Problem to work on → Wherever a line of the records contains "ocean", copy that line.
▬▬▬▬▬▬
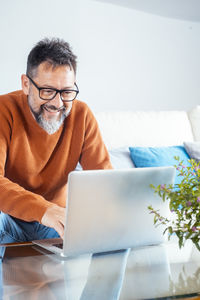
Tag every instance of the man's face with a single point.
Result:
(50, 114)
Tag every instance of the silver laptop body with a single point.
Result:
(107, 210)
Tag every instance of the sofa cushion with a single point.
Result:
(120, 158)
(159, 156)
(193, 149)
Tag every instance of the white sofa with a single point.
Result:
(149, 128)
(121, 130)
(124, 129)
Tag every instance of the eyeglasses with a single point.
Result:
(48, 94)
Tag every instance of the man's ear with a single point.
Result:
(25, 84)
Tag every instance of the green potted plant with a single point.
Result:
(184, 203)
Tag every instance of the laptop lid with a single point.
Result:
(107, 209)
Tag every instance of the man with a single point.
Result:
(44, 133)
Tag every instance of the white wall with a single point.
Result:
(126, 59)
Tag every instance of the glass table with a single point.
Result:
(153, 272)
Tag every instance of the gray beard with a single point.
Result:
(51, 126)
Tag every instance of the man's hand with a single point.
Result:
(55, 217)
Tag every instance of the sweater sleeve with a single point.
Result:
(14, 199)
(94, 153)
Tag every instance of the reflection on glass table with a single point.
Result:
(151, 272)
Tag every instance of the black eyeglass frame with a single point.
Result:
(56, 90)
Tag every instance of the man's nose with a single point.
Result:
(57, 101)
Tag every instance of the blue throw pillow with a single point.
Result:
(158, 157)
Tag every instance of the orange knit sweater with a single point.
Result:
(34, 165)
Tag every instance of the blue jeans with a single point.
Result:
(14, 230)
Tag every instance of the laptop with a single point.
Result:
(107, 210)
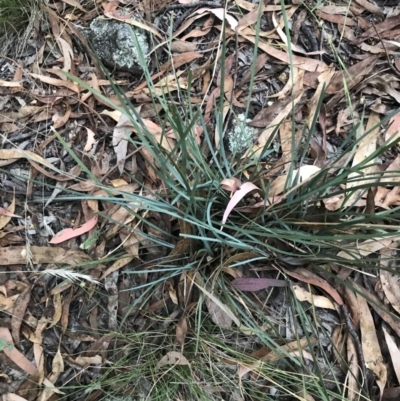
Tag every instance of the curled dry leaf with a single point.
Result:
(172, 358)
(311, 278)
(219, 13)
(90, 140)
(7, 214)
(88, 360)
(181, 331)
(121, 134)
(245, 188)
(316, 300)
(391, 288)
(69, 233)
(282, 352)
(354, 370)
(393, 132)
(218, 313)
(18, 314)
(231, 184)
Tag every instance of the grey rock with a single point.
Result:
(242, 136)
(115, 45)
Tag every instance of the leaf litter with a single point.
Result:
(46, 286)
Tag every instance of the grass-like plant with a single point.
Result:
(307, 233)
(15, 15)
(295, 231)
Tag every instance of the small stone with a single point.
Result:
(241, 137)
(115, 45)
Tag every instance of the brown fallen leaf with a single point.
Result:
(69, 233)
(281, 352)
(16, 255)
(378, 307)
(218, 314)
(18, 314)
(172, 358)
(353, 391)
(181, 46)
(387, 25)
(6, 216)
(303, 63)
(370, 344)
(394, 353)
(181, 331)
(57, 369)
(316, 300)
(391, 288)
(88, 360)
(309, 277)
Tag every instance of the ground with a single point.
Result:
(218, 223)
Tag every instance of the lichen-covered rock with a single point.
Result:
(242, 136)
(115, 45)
▬▬▬▬▬▬
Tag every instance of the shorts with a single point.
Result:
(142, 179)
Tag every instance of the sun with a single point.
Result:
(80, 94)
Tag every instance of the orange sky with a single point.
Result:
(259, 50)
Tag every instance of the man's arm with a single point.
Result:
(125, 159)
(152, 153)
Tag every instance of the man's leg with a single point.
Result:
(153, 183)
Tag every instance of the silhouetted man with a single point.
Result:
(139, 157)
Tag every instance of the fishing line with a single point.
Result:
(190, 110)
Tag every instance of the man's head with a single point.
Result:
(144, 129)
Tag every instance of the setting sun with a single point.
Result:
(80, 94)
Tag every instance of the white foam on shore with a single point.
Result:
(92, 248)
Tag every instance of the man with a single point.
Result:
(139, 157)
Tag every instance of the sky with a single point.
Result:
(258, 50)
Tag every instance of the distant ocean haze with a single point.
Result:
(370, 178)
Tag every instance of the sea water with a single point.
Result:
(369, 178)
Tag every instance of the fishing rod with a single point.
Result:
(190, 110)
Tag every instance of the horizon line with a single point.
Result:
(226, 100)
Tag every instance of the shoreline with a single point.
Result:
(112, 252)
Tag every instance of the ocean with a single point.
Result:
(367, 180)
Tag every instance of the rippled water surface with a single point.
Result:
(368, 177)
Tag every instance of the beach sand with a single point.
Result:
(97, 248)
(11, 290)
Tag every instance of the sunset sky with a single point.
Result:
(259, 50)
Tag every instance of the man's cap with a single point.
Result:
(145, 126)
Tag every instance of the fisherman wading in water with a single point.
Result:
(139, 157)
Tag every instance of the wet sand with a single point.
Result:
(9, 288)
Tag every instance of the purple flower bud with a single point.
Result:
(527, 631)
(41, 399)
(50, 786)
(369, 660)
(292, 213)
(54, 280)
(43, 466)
▬▬▬▬▬▬
Expected answer →
Tag every instance of the distant ocean haze with a single point.
Tag every instance of the ocean with a single point.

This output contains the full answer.